▸ Study material

┌────────

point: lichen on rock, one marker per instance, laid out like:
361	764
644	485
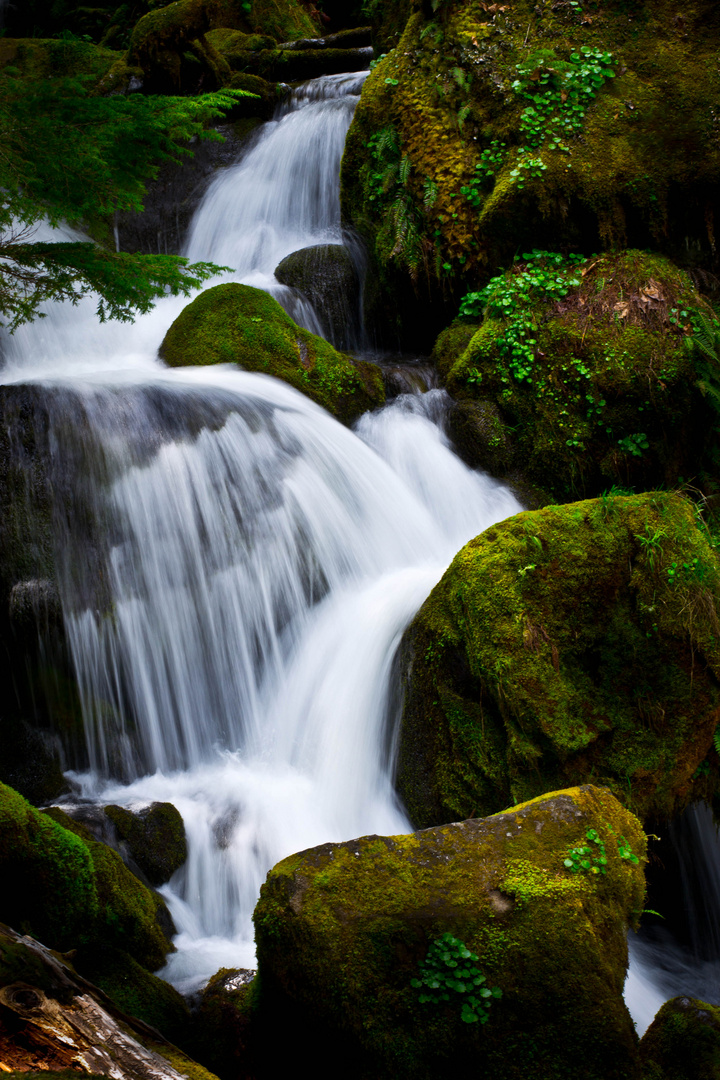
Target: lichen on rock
591	373
342	929
565	645
238	324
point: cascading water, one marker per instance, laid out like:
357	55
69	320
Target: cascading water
258	562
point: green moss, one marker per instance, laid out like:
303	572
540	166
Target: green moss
244	325
41	59
135	990
351	922
127	912
155	838
50	886
639	172
611	394
682	1042
561	646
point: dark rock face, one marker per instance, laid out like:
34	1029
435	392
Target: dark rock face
154	838
343	929
556	648
682	1042
328	278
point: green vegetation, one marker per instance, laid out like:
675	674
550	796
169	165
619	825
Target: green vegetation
448	973
351	936
67	889
243	325
556	651
75	158
595	380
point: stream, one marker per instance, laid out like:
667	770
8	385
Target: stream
259	564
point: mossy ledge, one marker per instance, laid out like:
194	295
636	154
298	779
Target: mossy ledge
565	645
239	324
341	930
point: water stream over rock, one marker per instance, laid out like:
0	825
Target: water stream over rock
258	562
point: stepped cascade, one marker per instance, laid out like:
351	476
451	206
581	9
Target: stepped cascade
258	561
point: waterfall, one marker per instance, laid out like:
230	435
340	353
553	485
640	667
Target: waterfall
254	564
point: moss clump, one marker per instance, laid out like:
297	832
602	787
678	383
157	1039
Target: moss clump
154	837
225	1024
238	324
50	885
341	930
682	1042
135	990
45	59
566	644
608	391
127	915
166	43
639	169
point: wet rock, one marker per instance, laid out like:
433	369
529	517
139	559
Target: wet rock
613	391
154	837
343	929
328	278
682	1042
566	644
244	325
226	1033
68	889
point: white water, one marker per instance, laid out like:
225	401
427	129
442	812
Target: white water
260	561
263	563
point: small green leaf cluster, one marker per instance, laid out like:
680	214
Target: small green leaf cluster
625	851
491	160
546	275
559	94
449	973
586	860
635	444
694	570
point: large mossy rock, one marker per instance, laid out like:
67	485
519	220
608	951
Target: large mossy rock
611	389
498	127
682	1042
328	278
342	929
565	645
154	837
55	1022
68	890
239	324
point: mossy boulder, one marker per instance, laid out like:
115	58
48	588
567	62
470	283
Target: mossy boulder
609	389
38	58
135	990
69	890
328	278
154	837
226	1035
56	1022
566	644
682	1042
498	127
243	325
342	930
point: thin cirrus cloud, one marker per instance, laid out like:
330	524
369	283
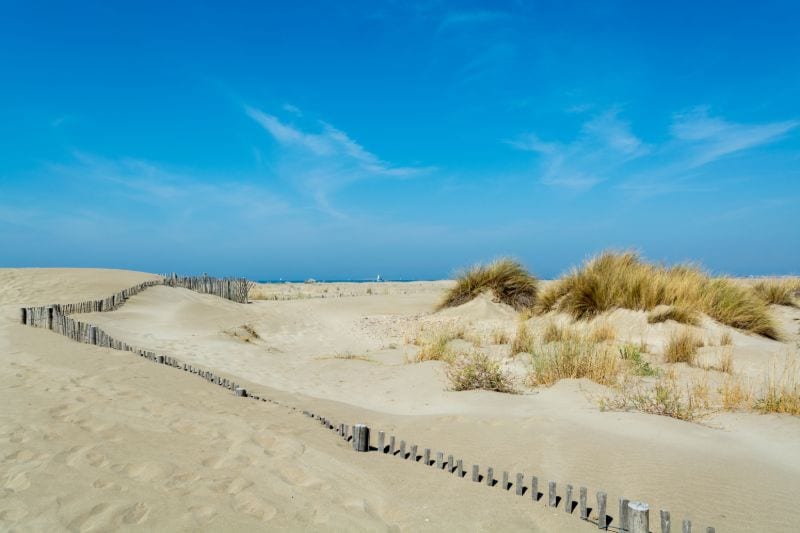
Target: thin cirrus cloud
604	144
606	148
320	163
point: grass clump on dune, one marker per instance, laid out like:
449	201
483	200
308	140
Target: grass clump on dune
622	280
476	370
778	292
574	357
677	313
506	278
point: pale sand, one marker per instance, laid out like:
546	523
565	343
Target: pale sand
178	454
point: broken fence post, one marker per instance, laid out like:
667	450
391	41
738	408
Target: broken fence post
623	514
360	438
602	517
583	504
638	517
665	522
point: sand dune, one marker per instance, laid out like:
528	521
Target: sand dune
96	439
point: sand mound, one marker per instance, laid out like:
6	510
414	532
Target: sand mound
483	307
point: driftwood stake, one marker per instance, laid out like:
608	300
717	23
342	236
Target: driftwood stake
602	516
623	514
638	517
666	526
360	438
583	504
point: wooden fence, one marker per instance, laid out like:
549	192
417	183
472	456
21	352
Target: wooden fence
633	516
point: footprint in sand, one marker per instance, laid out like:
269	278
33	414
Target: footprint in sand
135	514
250	504
17	482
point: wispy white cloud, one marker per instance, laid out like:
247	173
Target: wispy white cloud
604	144
323	161
606	148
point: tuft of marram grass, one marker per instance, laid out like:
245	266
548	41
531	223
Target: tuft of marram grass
614	280
677	313
476	370
573	357
682	347
523	341
510	282
778	292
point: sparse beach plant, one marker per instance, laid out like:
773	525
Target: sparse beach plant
682	347
476	370
523	341
510	282
639	367
573	357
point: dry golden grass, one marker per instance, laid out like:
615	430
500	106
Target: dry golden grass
574	357
622	280
523	341
476	370
778	292
735	394
603	332
781	394
681	347
500	336
677	313
726	339
506	278
554	332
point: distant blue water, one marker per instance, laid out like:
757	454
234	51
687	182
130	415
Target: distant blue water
338	280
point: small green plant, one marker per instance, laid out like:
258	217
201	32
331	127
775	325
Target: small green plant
639	367
476	370
523	341
682	347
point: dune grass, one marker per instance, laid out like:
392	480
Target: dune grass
682	347
523	341
476	370
510	282
778	292
614	280
573	356
677	313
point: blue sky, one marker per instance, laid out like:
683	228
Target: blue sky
348	139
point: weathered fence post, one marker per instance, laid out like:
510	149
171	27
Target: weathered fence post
568	500
583	504
602	517
360	438
623	514
638	517
665	522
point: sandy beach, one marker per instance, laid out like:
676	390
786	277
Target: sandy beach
97	439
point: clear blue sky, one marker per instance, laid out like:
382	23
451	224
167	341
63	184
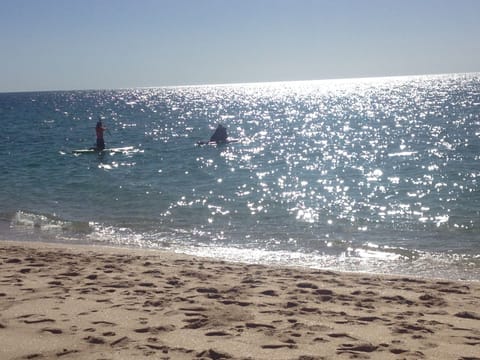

└────────

▸ Exercise aim
Nothing should appear in the answer except the lines above from the line with "point: footprint in" through the line with "point: small green plant, one", both included, written out exactly.

▸ Worked solution
point: footprint in sand, one marker per instance, laid out like:
269	278
33	414
Target: footprint in sand
135	514
250	504
17	482
point: wispy white cloud, one marker per instance, laid out like:
247	173
Target: wispy white cloud
604	144
323	161
606	148
point: tuft of marram grass, one marker per instance, laid out like:
245	266
548	41
531	223
Target: tuft of marram grass
614	280
677	313
476	370
573	357
682	347
523	341
510	282
778	292
point: sparse beach plant, one marker per instance, laid out like:
773	525
Target: sparse beach plant
682	347
476	370
523	341
510	282
639	367
573	357
point: dry golden grass, one marker per instance, laid out like:
615	430
500	106
Target: dry golden grass
574	357
622	280
523	341
476	370
778	292
735	394
603	332
781	394
681	347
500	336
677	313
726	339
506	278
554	332
point: distant blue water, one marker per instance, laid out like:
757	454
234	51
687	182
130	415
Target: distant blue water
338	280
point: small green plant, one marker per instance, laid out like:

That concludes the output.